(PROMPT):
Return, exactly, the line that contains "Would you mind pointing out the dog's left" together with all lines after it to the end of the entries, and no further lines.

[Stored items from a collection]
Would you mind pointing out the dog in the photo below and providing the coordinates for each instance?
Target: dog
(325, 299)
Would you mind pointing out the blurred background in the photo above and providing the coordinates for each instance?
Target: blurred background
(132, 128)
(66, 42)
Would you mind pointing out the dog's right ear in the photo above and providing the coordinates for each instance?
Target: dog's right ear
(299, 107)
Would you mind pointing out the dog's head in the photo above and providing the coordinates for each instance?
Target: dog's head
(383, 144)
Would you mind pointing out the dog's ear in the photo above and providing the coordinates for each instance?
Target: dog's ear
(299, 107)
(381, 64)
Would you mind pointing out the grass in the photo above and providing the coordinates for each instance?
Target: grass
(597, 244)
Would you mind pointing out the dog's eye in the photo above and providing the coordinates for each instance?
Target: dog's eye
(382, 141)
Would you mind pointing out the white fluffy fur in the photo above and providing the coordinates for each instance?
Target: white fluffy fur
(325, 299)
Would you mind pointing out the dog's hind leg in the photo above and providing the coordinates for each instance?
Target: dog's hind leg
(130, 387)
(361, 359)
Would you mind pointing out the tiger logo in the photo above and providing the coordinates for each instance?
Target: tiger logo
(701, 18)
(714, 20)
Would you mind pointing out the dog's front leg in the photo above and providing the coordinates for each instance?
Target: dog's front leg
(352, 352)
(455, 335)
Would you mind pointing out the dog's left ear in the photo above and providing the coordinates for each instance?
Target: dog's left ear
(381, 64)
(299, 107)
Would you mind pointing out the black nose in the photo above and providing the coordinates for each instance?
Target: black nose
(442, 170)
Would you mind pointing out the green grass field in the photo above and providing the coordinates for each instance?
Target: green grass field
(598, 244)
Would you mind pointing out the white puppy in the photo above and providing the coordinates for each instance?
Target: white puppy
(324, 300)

(REPLY):
Would you mind pointing out the dog's left ear in the photo above and providing the coordinates for each instance?
Target: dog's left ear
(381, 64)
(299, 107)
Would you mind pointing out the black nose in the photo above and providing the coordinates for each instance?
Target: black nose
(442, 170)
Would you mind pointing out the green grass field in the photo above and providing the coordinates for each instance?
Target: green grass field
(598, 244)
Would you mind pointing out the white puppy in the photo above and providing the coordinates for each instance?
Target: white puppy
(324, 300)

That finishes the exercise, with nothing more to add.